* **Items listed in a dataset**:
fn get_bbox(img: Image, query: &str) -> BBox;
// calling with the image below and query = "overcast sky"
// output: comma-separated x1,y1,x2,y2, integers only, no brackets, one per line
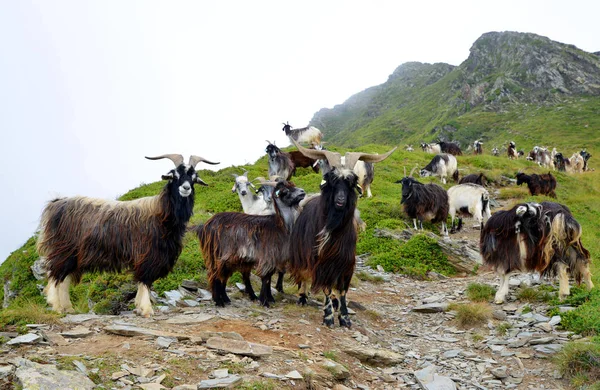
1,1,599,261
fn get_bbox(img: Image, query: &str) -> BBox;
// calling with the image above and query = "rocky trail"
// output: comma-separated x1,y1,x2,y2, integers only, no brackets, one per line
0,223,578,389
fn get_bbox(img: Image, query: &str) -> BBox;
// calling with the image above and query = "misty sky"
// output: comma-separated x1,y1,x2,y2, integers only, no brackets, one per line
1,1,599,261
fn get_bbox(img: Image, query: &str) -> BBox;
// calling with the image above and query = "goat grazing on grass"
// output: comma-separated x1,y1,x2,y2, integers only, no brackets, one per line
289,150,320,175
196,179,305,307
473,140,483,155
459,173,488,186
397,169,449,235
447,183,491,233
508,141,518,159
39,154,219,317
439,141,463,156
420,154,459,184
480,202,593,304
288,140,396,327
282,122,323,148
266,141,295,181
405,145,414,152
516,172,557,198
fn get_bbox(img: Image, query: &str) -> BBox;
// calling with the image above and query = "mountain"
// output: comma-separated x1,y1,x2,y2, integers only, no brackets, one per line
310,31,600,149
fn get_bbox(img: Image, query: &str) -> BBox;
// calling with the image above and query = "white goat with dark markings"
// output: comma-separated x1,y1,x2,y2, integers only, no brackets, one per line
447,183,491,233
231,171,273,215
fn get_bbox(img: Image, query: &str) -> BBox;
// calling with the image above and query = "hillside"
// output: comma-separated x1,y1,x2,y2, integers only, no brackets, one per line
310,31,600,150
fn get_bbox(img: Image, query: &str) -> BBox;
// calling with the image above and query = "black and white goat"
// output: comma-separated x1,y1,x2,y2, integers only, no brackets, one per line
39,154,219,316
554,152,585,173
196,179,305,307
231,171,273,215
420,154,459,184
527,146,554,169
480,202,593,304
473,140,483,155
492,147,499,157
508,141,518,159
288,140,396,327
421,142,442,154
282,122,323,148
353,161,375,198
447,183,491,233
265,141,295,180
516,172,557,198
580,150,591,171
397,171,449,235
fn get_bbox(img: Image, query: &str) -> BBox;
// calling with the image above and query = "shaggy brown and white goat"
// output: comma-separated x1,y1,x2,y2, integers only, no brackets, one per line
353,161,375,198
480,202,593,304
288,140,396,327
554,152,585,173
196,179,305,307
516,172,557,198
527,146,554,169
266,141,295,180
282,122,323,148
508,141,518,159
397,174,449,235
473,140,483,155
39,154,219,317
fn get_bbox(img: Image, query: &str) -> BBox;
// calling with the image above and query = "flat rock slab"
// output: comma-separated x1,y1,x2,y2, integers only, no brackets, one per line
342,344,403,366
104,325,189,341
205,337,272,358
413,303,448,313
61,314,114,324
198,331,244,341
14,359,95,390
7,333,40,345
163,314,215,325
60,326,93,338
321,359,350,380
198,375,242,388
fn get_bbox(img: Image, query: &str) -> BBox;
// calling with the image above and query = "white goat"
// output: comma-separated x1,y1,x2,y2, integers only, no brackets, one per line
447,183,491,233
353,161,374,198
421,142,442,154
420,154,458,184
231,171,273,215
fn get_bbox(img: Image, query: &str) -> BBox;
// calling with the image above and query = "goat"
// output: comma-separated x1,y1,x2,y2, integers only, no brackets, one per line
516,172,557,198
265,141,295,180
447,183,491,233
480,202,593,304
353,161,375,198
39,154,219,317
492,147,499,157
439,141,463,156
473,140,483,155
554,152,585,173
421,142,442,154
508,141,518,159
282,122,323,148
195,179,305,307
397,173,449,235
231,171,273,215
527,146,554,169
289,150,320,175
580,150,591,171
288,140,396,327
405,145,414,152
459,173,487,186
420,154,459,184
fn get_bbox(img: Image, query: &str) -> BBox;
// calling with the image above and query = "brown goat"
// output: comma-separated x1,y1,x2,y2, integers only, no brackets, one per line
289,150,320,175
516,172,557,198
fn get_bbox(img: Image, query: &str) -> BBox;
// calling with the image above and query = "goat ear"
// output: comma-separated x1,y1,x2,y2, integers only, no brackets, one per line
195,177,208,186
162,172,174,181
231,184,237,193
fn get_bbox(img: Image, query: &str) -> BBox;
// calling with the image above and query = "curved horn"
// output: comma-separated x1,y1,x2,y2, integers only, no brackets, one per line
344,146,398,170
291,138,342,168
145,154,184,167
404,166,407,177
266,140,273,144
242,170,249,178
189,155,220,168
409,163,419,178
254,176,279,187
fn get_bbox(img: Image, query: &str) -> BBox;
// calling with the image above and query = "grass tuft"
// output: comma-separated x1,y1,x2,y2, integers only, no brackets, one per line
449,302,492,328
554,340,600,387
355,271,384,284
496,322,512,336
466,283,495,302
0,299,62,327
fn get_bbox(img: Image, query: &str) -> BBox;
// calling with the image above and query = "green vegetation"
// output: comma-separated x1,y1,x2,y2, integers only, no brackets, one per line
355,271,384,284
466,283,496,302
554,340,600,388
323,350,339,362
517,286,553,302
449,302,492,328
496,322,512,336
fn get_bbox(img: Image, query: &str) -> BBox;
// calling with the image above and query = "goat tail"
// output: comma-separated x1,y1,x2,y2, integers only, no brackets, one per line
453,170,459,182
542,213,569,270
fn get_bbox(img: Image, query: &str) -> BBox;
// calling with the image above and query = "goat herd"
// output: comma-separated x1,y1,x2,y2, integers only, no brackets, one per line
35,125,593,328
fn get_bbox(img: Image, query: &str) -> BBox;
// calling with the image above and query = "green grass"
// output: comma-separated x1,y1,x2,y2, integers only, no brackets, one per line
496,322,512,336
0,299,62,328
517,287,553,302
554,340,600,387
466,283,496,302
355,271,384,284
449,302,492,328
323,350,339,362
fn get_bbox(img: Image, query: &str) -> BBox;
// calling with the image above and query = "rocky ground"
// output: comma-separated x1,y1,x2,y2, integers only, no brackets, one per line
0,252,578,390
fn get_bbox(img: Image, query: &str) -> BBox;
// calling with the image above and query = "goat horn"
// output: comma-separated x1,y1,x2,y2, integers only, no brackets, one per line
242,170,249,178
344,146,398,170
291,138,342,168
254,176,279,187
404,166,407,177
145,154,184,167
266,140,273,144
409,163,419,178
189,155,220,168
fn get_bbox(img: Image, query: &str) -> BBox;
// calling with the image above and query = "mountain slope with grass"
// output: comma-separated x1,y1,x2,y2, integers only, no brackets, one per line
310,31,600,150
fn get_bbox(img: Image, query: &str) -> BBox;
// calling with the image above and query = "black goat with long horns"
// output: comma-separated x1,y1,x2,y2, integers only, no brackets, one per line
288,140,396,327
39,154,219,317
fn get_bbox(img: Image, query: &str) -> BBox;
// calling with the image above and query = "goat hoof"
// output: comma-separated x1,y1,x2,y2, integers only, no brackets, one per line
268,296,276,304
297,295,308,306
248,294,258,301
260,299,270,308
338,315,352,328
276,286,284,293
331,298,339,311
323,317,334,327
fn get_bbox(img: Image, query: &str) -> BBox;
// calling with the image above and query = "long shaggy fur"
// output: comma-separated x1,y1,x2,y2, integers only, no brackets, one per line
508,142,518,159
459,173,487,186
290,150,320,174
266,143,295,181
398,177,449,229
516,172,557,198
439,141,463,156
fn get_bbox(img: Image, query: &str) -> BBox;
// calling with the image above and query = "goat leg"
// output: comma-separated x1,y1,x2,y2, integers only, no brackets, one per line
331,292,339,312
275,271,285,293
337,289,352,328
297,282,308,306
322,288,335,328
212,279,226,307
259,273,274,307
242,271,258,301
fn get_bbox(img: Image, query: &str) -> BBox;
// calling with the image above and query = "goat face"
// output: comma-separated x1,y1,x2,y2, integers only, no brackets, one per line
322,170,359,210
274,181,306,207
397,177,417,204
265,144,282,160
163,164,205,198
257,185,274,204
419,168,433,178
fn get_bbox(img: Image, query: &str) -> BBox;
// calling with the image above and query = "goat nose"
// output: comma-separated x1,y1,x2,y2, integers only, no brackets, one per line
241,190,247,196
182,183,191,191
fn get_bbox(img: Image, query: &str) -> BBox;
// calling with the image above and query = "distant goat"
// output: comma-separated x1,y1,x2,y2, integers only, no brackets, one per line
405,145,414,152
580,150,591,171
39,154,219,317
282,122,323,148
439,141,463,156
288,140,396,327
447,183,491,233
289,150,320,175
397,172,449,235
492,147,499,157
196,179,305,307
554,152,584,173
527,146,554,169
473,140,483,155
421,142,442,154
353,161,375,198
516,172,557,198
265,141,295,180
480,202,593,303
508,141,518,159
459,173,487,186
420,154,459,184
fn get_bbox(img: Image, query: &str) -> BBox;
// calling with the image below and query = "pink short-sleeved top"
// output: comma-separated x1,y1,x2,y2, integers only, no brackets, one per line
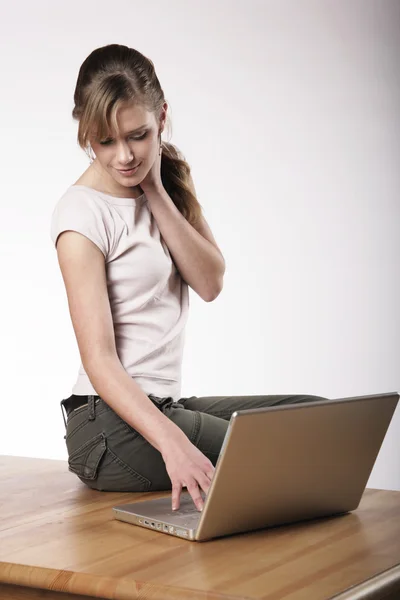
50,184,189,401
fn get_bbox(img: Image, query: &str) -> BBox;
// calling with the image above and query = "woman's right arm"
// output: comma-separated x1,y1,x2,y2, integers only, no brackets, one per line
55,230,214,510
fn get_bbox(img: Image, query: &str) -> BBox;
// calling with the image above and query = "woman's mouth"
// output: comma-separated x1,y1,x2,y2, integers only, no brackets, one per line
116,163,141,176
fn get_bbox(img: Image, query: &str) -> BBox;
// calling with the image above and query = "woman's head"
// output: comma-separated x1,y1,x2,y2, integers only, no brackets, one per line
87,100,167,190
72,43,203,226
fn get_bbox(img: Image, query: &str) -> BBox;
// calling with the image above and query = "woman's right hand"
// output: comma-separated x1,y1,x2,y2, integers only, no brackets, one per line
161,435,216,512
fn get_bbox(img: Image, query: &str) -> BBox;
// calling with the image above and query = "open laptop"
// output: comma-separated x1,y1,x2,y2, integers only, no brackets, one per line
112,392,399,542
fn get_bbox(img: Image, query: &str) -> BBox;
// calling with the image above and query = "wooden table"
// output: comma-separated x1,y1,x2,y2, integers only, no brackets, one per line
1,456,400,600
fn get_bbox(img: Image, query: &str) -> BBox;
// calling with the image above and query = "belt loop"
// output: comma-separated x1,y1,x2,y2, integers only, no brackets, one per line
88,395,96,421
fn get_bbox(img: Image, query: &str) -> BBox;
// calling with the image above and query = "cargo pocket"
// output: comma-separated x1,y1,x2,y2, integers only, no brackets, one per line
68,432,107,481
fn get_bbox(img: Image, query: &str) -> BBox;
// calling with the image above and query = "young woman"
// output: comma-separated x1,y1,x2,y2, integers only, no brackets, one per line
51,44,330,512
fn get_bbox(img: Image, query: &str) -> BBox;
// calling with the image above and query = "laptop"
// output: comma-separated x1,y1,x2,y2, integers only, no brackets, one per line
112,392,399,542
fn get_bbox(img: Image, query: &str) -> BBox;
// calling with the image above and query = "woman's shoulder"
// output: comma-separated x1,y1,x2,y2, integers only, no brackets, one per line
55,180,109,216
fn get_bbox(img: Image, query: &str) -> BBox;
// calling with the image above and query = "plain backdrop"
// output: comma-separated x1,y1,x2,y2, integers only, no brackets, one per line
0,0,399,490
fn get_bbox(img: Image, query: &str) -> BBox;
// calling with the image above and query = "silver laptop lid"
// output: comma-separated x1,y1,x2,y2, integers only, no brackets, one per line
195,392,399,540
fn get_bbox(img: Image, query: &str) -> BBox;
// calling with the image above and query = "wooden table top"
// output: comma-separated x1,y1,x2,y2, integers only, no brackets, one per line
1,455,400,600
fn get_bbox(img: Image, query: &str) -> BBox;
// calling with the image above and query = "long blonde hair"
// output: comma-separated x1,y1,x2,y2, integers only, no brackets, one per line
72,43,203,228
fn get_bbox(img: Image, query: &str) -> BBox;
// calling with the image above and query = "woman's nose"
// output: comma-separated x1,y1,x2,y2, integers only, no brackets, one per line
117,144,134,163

* **TO DO**: Go through the entries above, and wherever a line holds the word "right", copy that line.

* **ANSWER BELOW**:
// calling with the image above and query = "woman's right arm"
// calling with the image above and query = "woman's right hand"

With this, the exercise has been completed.